Educamos os nossos filhos na esperança de que eles estejam preparados para tudo. Que, de certa forma, é uma maneira de assumirmos que os queremos – sempre! – a salvo. Aconchegados. E seguros!
Mas há momentos em que descobrimos que só nos faltou prepará-los para o jeito com que ela os irá ensinar que nunca estarão preparados para aquilo com que a vida os virará do avesso. Que, regra geral, é um “toque de mestre”. De um dia para o outro! Com que lhes dirá, duma só vez – mais do que tudo o que lhes demos, de seguro – aquilo que lhes falta para que eles a aprendam. E para que se preparem para todos os “demais” que a vida lhes irá trazer.
--- --- ---
INSTRUÇÕES: Escreva, sem mudar nada, o trecho do texto sobre a educação dos filhos que começa em "Mas há momentos" e termina em "lhes irá trazer.".

[Etiquetas dos pontos nos objetos]
--- --- ---
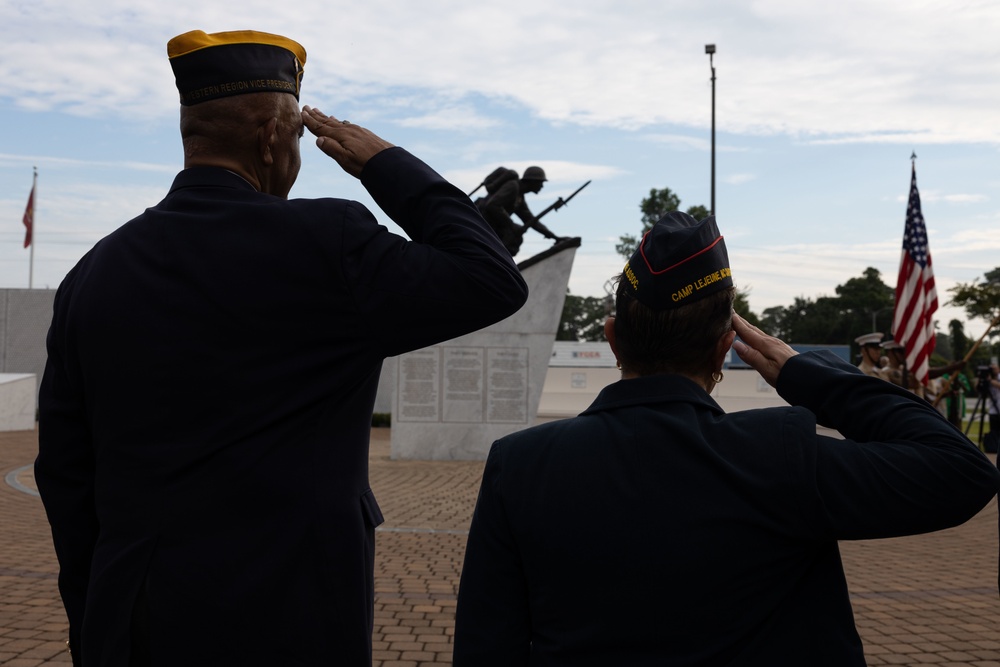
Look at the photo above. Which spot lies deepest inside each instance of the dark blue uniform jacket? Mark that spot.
(206, 406)
(654, 529)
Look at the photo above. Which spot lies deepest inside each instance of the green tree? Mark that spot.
(981, 300)
(959, 341)
(741, 305)
(833, 320)
(583, 318)
(655, 206)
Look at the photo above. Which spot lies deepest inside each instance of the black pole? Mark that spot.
(710, 50)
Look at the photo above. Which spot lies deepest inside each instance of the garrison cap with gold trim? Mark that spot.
(679, 261)
(222, 64)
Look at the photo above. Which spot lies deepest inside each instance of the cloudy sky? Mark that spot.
(819, 107)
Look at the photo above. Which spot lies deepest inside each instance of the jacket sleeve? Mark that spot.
(64, 473)
(492, 620)
(902, 468)
(452, 278)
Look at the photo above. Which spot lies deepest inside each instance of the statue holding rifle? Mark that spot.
(505, 197)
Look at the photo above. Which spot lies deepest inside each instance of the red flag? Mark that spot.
(29, 217)
(916, 298)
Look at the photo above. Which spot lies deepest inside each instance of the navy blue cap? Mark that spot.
(679, 261)
(222, 64)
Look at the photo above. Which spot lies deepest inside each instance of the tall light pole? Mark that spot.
(710, 50)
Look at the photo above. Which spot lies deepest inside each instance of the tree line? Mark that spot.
(860, 305)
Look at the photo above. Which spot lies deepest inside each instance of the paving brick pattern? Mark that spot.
(921, 600)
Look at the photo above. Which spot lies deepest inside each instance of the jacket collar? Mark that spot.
(650, 390)
(211, 177)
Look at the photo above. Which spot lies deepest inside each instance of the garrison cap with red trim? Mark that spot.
(222, 64)
(679, 261)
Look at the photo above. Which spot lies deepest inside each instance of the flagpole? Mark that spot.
(31, 260)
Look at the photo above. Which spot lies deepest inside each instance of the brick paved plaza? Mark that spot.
(922, 600)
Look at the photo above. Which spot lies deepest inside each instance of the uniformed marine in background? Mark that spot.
(896, 371)
(871, 353)
(505, 197)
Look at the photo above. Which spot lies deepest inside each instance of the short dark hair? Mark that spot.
(676, 340)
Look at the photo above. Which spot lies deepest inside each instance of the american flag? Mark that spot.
(29, 216)
(916, 298)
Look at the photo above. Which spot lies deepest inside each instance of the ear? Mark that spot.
(266, 134)
(609, 333)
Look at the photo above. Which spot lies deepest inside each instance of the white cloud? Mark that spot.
(738, 179)
(852, 72)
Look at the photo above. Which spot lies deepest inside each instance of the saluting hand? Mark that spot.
(349, 144)
(765, 354)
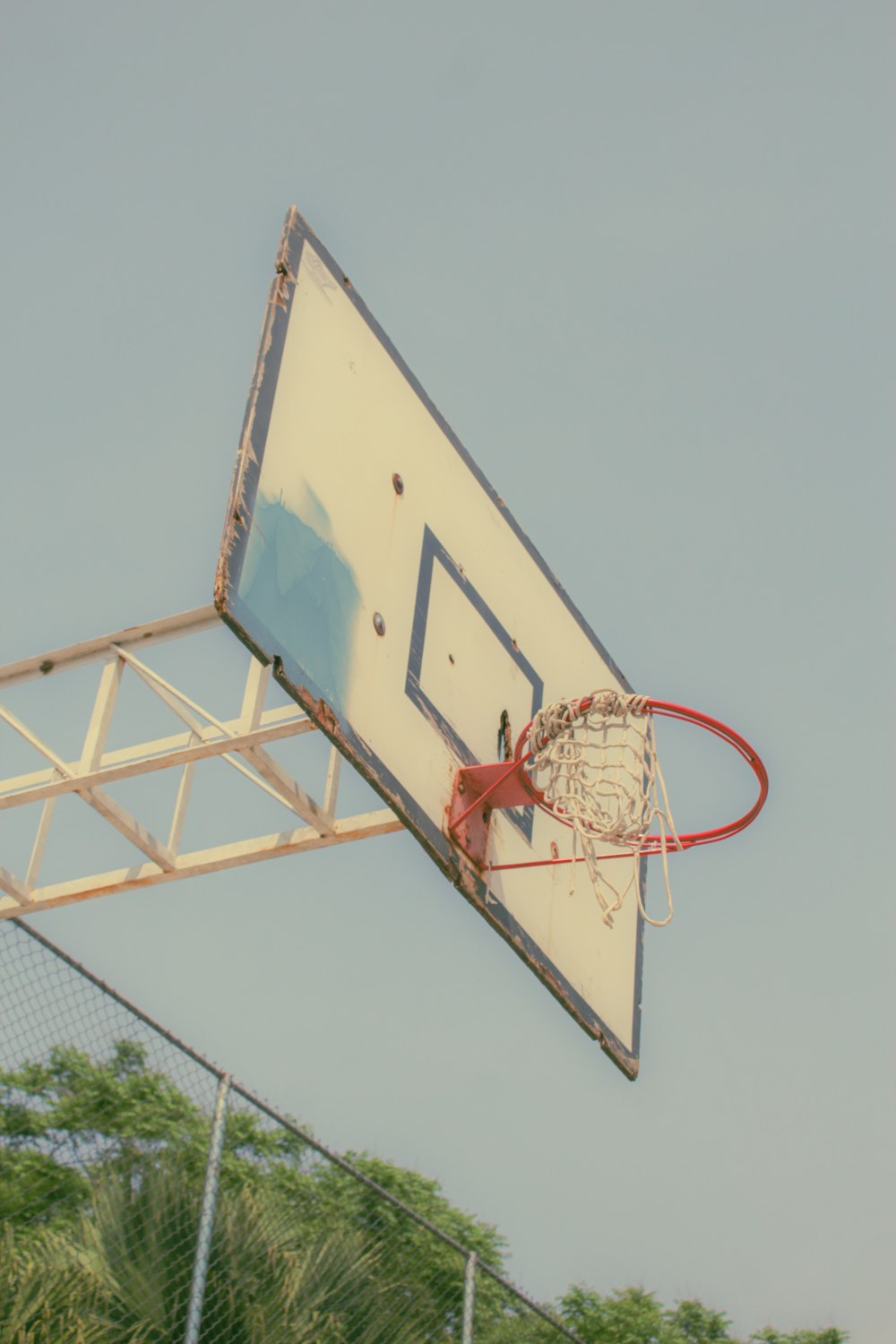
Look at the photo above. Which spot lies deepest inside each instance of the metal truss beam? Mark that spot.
(239, 742)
--- --- ---
SOLUÇÃO:
Mas há momentos em que descobrimos que só nos faltou prepará-los para o jeito com que ela os irá ensinar que nunca estarão preparados para aquilo com que a vida os virará do avesso. Que, regra geral, é um “toque de mestre”. De um dia para o outro! Com que lhes dirá, duma só vez – mais do que tudo o que lhes demos, de seguro – aquilo que lhes falta para que eles a aprendam. E para que se preparem para todos os “demais” que a vida lhes irá trazer.